### SET EXERCISE 1:
Report every line in the records that contains the string "branch".

### SOURCE EXCERPT:
----------

CAESAR
PROLOGUE
Section 1 of 11
PROLOGUE
JULY, 44 BCE
They say a comet burned across the Roman sky the summer after he died.
A streak of fire. Brilliant, unnatural, divine.
Some said it was a sign from the gods. Others said it was a god. The soul of Julius Caesar, ascending to the heavens, leaving behind the body they’d stabbed 23 times on the Senate floor.
The people called it the Sidus Iulium, Caesar’s Star.
Because what do you do when a man like that dies?
You immortalize him. You rewrite the laws of nature. You pretend the sky had always planned for this. You name a star after the man who broke your world open and rebuilt it in his own image.
Julius Caesar wasn’t supposed to happen.
Rome was a Republic. Cold, calculating, ruled by Senate and tradition. You weren’t supposed to rise through charisma. You weren’t supposed to court the mob. You weren’t supposed to crown yourself king in all but name.
And you sure as hell weren’t supposed to live long enough to get away with it.

----------

### DATASET EXCERPTS:
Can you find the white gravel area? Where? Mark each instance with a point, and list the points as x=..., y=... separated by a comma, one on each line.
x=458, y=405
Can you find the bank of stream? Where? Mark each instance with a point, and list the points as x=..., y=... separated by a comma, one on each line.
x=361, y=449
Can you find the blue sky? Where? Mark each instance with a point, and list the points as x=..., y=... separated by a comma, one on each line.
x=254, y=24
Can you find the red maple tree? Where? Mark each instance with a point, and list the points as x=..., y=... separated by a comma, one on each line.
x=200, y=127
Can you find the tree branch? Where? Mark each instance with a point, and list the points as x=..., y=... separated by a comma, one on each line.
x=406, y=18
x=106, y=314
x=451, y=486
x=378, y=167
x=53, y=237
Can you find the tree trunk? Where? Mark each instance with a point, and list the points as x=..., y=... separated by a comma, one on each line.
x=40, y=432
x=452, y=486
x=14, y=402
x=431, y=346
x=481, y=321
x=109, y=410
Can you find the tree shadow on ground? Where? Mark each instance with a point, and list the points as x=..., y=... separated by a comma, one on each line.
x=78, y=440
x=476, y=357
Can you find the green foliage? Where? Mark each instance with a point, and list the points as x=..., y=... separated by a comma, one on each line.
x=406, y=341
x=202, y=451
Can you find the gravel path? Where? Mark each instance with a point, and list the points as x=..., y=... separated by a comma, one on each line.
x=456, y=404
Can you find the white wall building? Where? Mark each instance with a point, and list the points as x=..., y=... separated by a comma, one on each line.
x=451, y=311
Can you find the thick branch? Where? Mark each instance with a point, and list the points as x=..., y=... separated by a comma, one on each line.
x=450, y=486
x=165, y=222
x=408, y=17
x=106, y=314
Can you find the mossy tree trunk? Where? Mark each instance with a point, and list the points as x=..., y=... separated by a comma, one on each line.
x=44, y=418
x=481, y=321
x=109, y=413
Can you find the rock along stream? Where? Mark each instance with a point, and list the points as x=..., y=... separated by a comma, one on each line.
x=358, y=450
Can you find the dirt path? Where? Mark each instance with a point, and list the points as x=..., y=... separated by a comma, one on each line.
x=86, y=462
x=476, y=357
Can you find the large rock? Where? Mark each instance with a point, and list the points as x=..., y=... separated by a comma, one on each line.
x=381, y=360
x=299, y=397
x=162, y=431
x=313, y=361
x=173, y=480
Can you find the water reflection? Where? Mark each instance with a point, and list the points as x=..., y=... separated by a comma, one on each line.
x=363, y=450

----------

### SET EXERCISE 2:
Answer these questions from the Caesar prologue:
(a) How many times was Caesar's body stabbed on the Senate floor?
(b) What did the people call the comet?
(c) By what was the Republic ruled?

### WRITTEN REPLY 1:
Can you find the tree branch? Where? Mark each instance with a point, and list the points as x=..., y=... separated by a comma, one on each line.
Can you find the thick branch? Where? Mark each instance with a point, and list the points as x=..., y=... separated by a comma, one on each line.

### WRITTEN REPLY 2:
(a) 23 times.
(b) The Sidus Iulium, Caesar's Star.
(c) Senate and tradition.